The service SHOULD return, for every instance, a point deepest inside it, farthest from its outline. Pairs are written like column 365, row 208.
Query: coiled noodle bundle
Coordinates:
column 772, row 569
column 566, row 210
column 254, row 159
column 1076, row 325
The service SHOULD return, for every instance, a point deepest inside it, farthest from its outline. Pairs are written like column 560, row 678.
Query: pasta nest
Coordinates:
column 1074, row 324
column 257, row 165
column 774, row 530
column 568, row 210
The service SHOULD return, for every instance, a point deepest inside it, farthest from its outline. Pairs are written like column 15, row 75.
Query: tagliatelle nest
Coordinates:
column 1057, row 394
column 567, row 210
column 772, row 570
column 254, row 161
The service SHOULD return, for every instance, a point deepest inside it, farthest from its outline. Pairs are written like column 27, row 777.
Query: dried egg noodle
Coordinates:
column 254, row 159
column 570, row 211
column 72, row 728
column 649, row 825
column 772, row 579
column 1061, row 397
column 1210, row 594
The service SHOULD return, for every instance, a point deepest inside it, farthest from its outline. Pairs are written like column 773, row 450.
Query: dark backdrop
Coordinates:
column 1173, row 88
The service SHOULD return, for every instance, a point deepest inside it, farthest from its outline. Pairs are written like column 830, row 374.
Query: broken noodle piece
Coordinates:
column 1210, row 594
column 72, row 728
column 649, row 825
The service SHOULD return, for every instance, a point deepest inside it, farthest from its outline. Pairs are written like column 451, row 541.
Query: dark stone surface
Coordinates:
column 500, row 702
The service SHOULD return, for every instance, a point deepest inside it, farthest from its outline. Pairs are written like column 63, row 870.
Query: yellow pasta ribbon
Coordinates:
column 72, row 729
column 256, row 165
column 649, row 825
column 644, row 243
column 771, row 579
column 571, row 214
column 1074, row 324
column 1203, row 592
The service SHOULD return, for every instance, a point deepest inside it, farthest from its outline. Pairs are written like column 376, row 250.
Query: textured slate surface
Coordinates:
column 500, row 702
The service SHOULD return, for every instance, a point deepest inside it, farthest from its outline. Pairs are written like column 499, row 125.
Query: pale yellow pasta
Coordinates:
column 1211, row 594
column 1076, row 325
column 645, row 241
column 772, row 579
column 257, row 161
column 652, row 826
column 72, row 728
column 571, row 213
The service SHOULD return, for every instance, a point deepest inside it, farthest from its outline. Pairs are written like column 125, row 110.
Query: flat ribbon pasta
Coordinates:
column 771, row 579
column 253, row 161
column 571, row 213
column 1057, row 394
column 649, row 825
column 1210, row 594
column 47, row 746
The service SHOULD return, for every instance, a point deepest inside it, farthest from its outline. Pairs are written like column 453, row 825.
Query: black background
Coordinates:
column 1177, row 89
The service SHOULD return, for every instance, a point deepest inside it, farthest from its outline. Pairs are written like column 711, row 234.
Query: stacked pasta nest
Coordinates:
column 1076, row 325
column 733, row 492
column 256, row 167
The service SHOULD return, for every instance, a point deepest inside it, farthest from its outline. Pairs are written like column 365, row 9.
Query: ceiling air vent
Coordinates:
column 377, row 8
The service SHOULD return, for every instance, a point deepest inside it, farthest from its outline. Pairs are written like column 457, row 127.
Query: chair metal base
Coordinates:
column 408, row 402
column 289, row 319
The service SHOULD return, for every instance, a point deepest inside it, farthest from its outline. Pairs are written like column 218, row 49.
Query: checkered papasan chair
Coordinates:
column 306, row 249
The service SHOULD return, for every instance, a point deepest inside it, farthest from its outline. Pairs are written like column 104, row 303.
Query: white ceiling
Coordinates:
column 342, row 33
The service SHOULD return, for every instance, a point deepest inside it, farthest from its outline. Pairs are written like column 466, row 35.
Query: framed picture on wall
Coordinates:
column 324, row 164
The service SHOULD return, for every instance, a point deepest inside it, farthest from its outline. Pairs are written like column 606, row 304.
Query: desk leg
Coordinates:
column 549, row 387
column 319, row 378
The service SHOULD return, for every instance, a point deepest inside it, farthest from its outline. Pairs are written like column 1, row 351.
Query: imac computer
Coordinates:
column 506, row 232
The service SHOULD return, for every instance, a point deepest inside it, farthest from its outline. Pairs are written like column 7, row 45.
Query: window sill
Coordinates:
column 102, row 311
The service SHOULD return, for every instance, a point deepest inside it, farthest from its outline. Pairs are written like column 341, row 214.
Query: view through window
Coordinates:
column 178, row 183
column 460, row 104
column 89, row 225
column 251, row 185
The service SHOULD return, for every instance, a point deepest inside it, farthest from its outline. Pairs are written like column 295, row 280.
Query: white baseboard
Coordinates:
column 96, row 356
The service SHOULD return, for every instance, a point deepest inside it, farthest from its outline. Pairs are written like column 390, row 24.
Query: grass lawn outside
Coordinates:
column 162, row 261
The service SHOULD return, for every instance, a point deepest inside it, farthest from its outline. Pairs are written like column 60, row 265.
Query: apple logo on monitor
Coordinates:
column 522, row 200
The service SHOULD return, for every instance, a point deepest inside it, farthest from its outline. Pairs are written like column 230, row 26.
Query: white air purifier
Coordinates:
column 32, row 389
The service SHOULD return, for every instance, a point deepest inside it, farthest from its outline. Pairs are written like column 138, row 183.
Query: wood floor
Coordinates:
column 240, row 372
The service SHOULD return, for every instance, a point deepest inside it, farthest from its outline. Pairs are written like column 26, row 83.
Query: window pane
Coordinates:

============

» WORK TASK: Reproduce exactly the lines from the one containing "Query: apple logo on monitor" through the last line of the records, both included, and nothing else.

» RESULT OF THIS TASK:
Query: apple logo on monitor
Coordinates:
column 522, row 200
The service SHOULD return, for every instance, a point deepest inside it, farthest from its outline. Pairs are written like column 230, row 26.
Query: white air purifier
Coordinates:
column 32, row 389
The service SHOULD return, for every instance, a point deepest inside it, farthest from its outline. Pairs are written like column 138, row 183.
Query: wood floor
Coordinates:
column 240, row 372
The service SHOULD return, for every instance, a point deepest inside it, farthest from its outline. Pairs are written like column 26, row 83.
Query: window pane
Coordinates:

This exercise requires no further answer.